» **DATA LISTING**

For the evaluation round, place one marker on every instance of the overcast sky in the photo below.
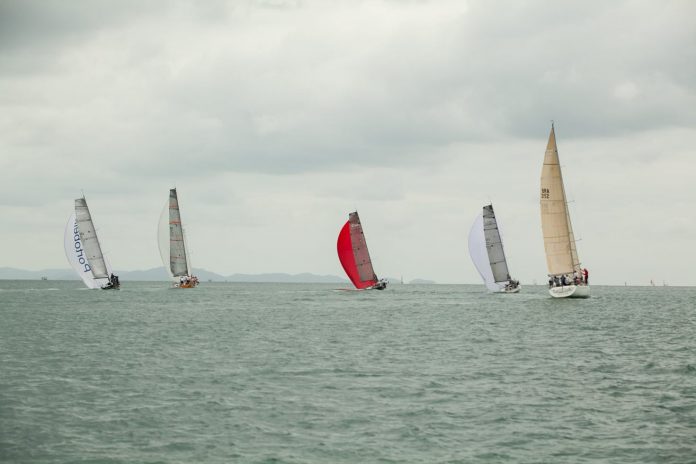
(275, 119)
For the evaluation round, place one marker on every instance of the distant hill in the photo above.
(159, 274)
(422, 281)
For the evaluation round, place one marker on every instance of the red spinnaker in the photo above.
(347, 255)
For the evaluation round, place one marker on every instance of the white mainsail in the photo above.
(479, 255)
(559, 241)
(486, 251)
(171, 239)
(82, 247)
(494, 246)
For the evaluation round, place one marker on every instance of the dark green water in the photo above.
(273, 373)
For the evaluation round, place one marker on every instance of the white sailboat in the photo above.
(486, 251)
(565, 272)
(172, 244)
(84, 252)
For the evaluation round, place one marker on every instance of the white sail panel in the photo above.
(360, 251)
(76, 255)
(479, 255)
(559, 241)
(178, 263)
(494, 246)
(163, 238)
(90, 242)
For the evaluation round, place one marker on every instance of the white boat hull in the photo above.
(570, 291)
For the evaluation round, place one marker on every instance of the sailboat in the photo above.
(355, 257)
(565, 272)
(486, 251)
(172, 245)
(84, 252)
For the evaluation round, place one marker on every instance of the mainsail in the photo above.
(559, 241)
(486, 250)
(171, 238)
(354, 255)
(88, 237)
(494, 246)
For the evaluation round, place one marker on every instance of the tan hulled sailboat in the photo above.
(566, 277)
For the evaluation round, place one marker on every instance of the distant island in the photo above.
(159, 274)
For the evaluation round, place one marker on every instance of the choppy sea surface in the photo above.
(289, 373)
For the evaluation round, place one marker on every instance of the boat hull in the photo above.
(570, 291)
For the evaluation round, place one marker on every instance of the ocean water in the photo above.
(288, 373)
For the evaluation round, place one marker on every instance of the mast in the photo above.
(494, 246)
(559, 240)
(90, 242)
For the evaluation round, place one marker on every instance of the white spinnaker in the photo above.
(479, 255)
(77, 256)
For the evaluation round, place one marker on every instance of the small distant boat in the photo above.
(565, 272)
(355, 257)
(172, 245)
(486, 251)
(84, 252)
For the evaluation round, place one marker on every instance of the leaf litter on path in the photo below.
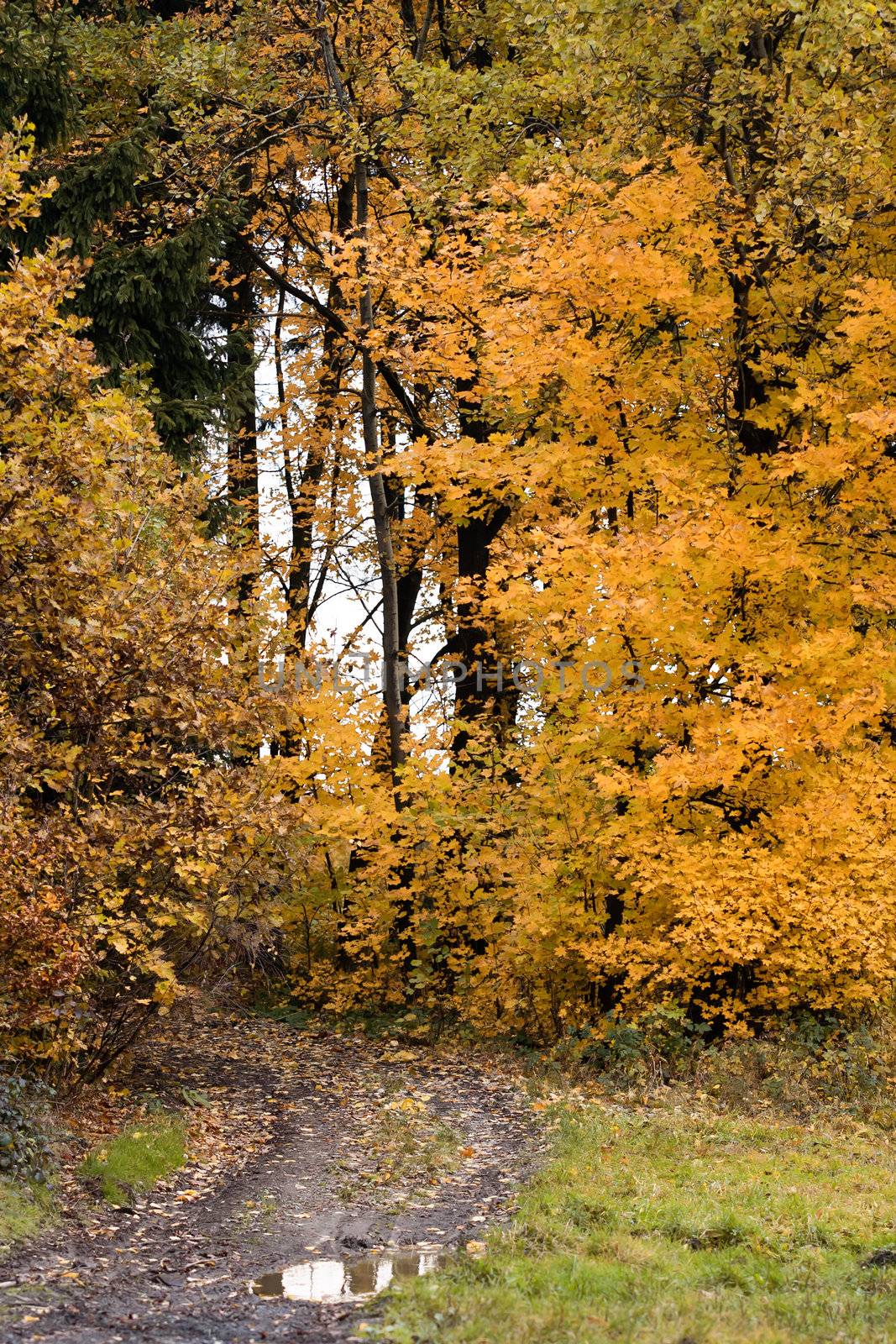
(307, 1147)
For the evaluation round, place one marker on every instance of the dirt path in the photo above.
(345, 1148)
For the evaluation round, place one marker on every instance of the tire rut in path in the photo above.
(175, 1272)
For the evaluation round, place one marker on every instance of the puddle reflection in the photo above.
(344, 1281)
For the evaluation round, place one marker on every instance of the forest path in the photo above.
(338, 1149)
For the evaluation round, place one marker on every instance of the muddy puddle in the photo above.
(344, 1281)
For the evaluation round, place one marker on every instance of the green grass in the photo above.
(136, 1159)
(678, 1225)
(23, 1213)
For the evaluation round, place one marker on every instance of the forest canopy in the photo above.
(446, 511)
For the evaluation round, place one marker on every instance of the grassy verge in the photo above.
(136, 1159)
(680, 1226)
(23, 1213)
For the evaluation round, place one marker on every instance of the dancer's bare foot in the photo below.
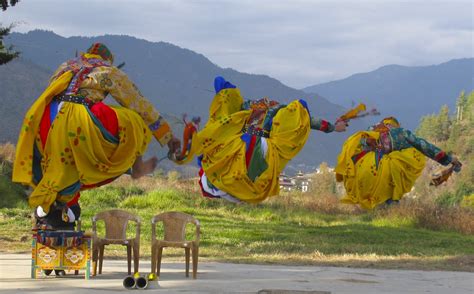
(141, 168)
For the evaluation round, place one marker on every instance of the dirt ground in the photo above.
(236, 278)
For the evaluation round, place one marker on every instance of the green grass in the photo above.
(271, 232)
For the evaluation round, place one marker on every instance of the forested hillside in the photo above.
(454, 133)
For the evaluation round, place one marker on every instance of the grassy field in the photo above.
(301, 229)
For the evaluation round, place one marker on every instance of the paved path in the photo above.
(238, 278)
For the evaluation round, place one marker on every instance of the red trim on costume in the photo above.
(45, 124)
(74, 200)
(324, 125)
(359, 156)
(440, 156)
(107, 117)
(249, 152)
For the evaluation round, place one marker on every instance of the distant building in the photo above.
(300, 182)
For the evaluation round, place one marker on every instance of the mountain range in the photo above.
(177, 80)
(406, 92)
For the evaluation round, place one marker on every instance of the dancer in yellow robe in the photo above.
(71, 141)
(244, 146)
(381, 165)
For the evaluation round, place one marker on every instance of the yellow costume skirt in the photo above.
(79, 152)
(223, 150)
(370, 183)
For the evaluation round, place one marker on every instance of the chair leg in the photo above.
(95, 253)
(101, 258)
(153, 259)
(136, 257)
(195, 261)
(158, 261)
(129, 258)
(186, 250)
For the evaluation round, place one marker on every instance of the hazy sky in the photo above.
(301, 43)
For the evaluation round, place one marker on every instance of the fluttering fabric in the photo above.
(242, 149)
(371, 178)
(71, 141)
(382, 165)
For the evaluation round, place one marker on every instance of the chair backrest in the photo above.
(174, 224)
(116, 222)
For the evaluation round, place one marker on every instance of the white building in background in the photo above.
(300, 182)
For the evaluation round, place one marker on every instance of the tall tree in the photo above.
(5, 3)
(6, 53)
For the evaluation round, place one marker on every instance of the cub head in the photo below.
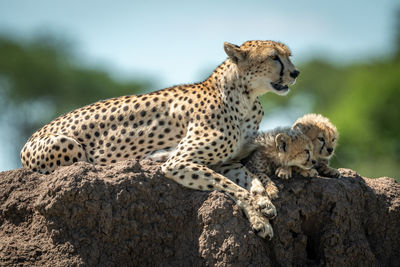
(264, 66)
(296, 149)
(321, 132)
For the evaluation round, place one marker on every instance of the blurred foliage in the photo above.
(41, 79)
(362, 100)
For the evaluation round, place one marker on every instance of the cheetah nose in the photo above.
(294, 73)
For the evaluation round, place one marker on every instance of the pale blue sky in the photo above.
(176, 42)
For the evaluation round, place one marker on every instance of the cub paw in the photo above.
(272, 190)
(330, 172)
(262, 227)
(283, 173)
(265, 206)
(309, 173)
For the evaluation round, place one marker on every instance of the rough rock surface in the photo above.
(128, 214)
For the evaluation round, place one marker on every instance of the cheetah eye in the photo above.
(275, 57)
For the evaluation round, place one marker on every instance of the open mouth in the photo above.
(279, 87)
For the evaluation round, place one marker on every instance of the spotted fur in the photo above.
(202, 124)
(324, 136)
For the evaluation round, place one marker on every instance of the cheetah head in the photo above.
(295, 150)
(265, 66)
(321, 132)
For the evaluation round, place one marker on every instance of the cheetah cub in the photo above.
(324, 136)
(279, 150)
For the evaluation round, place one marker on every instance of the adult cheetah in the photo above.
(206, 123)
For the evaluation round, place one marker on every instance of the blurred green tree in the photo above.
(42, 78)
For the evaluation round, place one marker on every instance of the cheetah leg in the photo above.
(47, 152)
(306, 173)
(197, 176)
(327, 171)
(239, 174)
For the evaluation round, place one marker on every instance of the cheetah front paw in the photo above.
(272, 190)
(265, 206)
(308, 173)
(330, 172)
(261, 227)
(283, 173)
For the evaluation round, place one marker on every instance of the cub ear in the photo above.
(234, 52)
(282, 142)
(304, 128)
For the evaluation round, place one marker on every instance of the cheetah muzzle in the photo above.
(203, 124)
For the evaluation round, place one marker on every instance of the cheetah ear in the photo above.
(304, 128)
(282, 141)
(234, 52)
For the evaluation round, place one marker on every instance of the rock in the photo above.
(129, 214)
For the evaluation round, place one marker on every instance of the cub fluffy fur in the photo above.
(279, 150)
(324, 136)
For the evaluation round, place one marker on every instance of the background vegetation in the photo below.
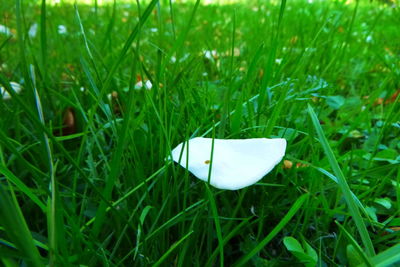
(83, 175)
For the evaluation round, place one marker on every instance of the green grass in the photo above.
(97, 189)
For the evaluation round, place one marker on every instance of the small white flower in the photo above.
(33, 30)
(236, 163)
(5, 30)
(210, 54)
(15, 86)
(140, 85)
(62, 29)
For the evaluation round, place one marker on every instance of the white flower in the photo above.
(210, 54)
(61, 29)
(15, 86)
(139, 85)
(5, 30)
(236, 163)
(33, 30)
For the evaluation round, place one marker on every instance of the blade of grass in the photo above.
(289, 215)
(355, 244)
(16, 228)
(354, 211)
(172, 248)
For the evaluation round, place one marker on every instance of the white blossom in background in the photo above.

» **PROBLEM TO SOLVE**
Rewrite all of the items above with "place one marker" changed to "put a single dot" and everything else left as it is. Leave the pictures out.

» **ANSWER TO THE PROBLEM**
For the evaluation round, put a single dot on every instance of the overcast sky in the photo below.
(275, 119)
For the evaluation round, put a single dot on every instance of the distant hill in the photo above.
(159, 274)
(422, 281)
For the evaluation round, put a single dot on every instance of the red spinnaker in the photo above.
(347, 255)
For the evaluation round, put a single dot on every instance of the white mainsail in the photo above.
(479, 255)
(559, 241)
(486, 251)
(171, 239)
(82, 247)
(494, 246)
For the evaluation round, put a single dot on every instance of the dark green water in the photo above.
(273, 373)
For the evaluation round, put a single dot on every instance of the white sailboat in the photo above.
(486, 251)
(565, 272)
(172, 244)
(84, 252)
For the evaluation round, put a single dot on every instance of the white sail panel in the photo above.
(360, 251)
(76, 255)
(479, 255)
(559, 241)
(178, 263)
(494, 246)
(163, 238)
(90, 242)
For the evaluation round, put a single dot on every instance of the white boat hull in the photo above.
(570, 291)
For the evaluation round, put a single dot on every instance of the sailboat in the photo above.
(355, 257)
(565, 272)
(486, 251)
(172, 245)
(84, 252)
For the evaluation round, put a single dot on every instance of the mainsail in the photo above.
(559, 241)
(486, 250)
(171, 238)
(354, 255)
(88, 237)
(494, 246)
For the evaluation round, put a single dot on every instance of the tan hulled sailboat in the photo above.
(566, 277)
For the evaluation round, put a single dot on every instance of the distant island in the photo above.
(159, 274)
For the evaluation round, put a single dot on every instance of the choppy sea surface in the photo above.
(289, 373)
For the evaluation round, put a single dot on every instance of the boat hull in the photo above.
(570, 291)
For the evaluation round, put a single dot on every instance of the ocean water in the photo above.
(288, 373)
For the evaluation round, put a single dot on every instance of the mast in the photo above.
(494, 246)
(559, 240)
(90, 242)
For the evaluation round, put a single dot on every instance of the white spinnaker in the photo above.
(479, 255)
(77, 256)
For the evaluation round, put a single dot on every instance of the small distant boat in the photo above.
(565, 272)
(355, 257)
(172, 245)
(486, 251)
(84, 252)
For the evaluation round, put a single dot on every instance of the leaf litter on path in the photo below.
(307, 1147)
For the evaluation round, put a single dot on every instance of the dirt path in the photo above.
(345, 1148)
For the evaluation round, put a single dot on every instance of the tire rut in path in the photo above.
(175, 1272)
For the evaluation round, put a single dot on every instance of the puddle reflection in the photo above.
(344, 1281)
For the evaluation round, put a single dot on every instance of the forest path in the photo above.
(338, 1149)
For the evaluation round, put a single dot on every instance of the muddy puddle in the photo above.
(344, 1281)
For the evaluation round, put a single dot on every instance of the green grass in the photo above.
(136, 1159)
(678, 1225)
(23, 1213)
For the evaluation round, put a single dot on every instance of the forest canopy in the photo above.
(446, 511)
For the evaluation round, put a single dot on every instance of the grassy verge in the photo above.
(136, 1159)
(680, 1226)
(23, 1213)
For the evaluation round, put a single dot on every instance of the dancer's bare foot in the photo below.
(141, 168)
For the evaluation round, put a single dot on every instance of the dirt ground in the photo above.
(236, 278)
For the evaluation round, put a single dot on every instance of the green grass in the photo above.
(271, 232)
For the evaluation round, put a single dot on every instance of the forested hillside in the photo above.
(454, 133)
For the evaluation round, put a single dot on every instance of the grassy field in the photo above.
(301, 229)
For the evaluation round, put a single dot on every instance of the paved path in the photo above.
(238, 278)
For the evaluation round, put a single dot on every instance of the red trim on costume in the photo above.
(45, 124)
(74, 200)
(324, 125)
(359, 156)
(440, 156)
(107, 117)
(249, 152)
For the evaluation round, put a single dot on every instance of the distant building in the photo above.
(300, 182)
For the evaluation round, put a single dot on every instance of the mountain range in the photo above.
(177, 80)
(406, 92)
For the evaluation round, put a single dot on every instance of the dancer in yellow robe in the photo above.
(71, 141)
(244, 146)
(381, 165)
For the evaluation round, put a single dot on every instance of the yellow costume skirt in the photo above.
(79, 152)
(223, 150)
(370, 183)
For the evaluation round, put a single dot on every instance of the chair leg in the photo above.
(95, 253)
(101, 258)
(153, 259)
(136, 257)
(195, 261)
(158, 261)
(129, 258)
(186, 250)
For the evaluation round, put a single dot on every instance of the hazy sky in the photo above.
(301, 43)
For the evaluation round, put a single dot on every instance of the fluttering fabric in the photo above.
(242, 149)
(371, 178)
(71, 141)
(382, 165)
For the evaluation round, put a single dot on every instance of the chair backrest in the photo above.
(174, 224)
(116, 222)
For the evaluation round, put a single dot on every instance of the white building in background in the photo above.
(300, 182)
For the evaluation round, put a single dot on every instance of the tall tree in the photo above.
(5, 3)
(6, 53)
For the evaluation round, put a single dot on every instance of the cub head in the photo below.
(264, 66)
(296, 149)
(321, 132)
For the evaluation round, put a single dot on every instance of the blurred foliage in the photo above.
(41, 79)
(362, 100)
For the evaluation round, put a single dot on every instance of the cheetah nose in the photo above.
(294, 73)
For the evaluation round, put a single dot on every instance of the pale blue sky in the photo above.
(176, 42)
For the evaluation round, put a single dot on every instance of the cub paw in the photo above.
(272, 190)
(330, 172)
(262, 227)
(283, 173)
(265, 206)
(309, 173)
For the evaluation round, put a single dot on every instance of the rough rock surface in the photo above.
(128, 214)
For the evaluation round, put a single dot on every instance of the cheetah eye in the photo above.
(275, 57)
For the evaluation round, put a single dot on every instance of the open mouth in the photo above.
(279, 87)
For the evaluation round, put a single dot on every instance of the spotted fur in the photo above.
(202, 124)
(324, 136)
For the evaluation round, put a single dot on every instance of the cheetah head in the photo above.
(295, 150)
(265, 66)
(321, 132)
For the evaluation round, put a single dot on every instance of the cheetah cub in the photo above.
(324, 136)
(279, 150)
For the evaluation round, put a single dot on every instance of the adult cheetah in the photo above.
(206, 123)
For the evaluation round, put a single dot on every instance of the blurred green tree in the photo above.
(42, 78)
For the evaluation round, put a single dot on every instance of the cheetah leg in the photo above.
(47, 152)
(306, 173)
(197, 176)
(327, 171)
(239, 174)
For the evaluation round, put a single dot on every instance of the cheetah front paw in the photo above.
(272, 190)
(265, 206)
(308, 173)
(330, 172)
(261, 227)
(283, 173)
For the evaluation round, put a single dot on every instance of the cub ear in the photo above.
(234, 52)
(282, 142)
(304, 128)
For the evaluation round, put a single dot on every instance of the cheetah muzzle in the photo above.
(203, 124)
For the evaluation round, put a single dot on every instance of the cheetah ear in the photo above.
(304, 128)
(282, 141)
(234, 52)
For the evaluation round, put a single dot on every instance of the rock in the photo above.
(129, 214)
For the evaluation round, put a single dot on every instance of the cub fluffy fur in the photo above.
(279, 150)
(324, 136)
For the evaluation round, put a single dot on every instance of the background vegetation in the photo below.
(83, 175)
For the evaluation round, put a single dot on every instance of the green grass in the photo above.
(97, 189)
For the evaluation round, put a single dot on every instance of the small white flower in the photo above.
(33, 30)
(236, 163)
(5, 30)
(210, 54)
(15, 86)
(140, 85)
(62, 29)
For the evaluation round, put a single dot on every instance of the white flower in the photo above.
(210, 54)
(61, 29)
(15, 86)
(139, 85)
(5, 30)
(236, 163)
(33, 30)
For the evaluation round, put a single dot on every instance of the blade of grass in the photo above.
(289, 215)
(355, 244)
(16, 228)
(354, 211)
(172, 248)
For the evaluation round, put a single dot on every instance of the white blossom in background in the photo above.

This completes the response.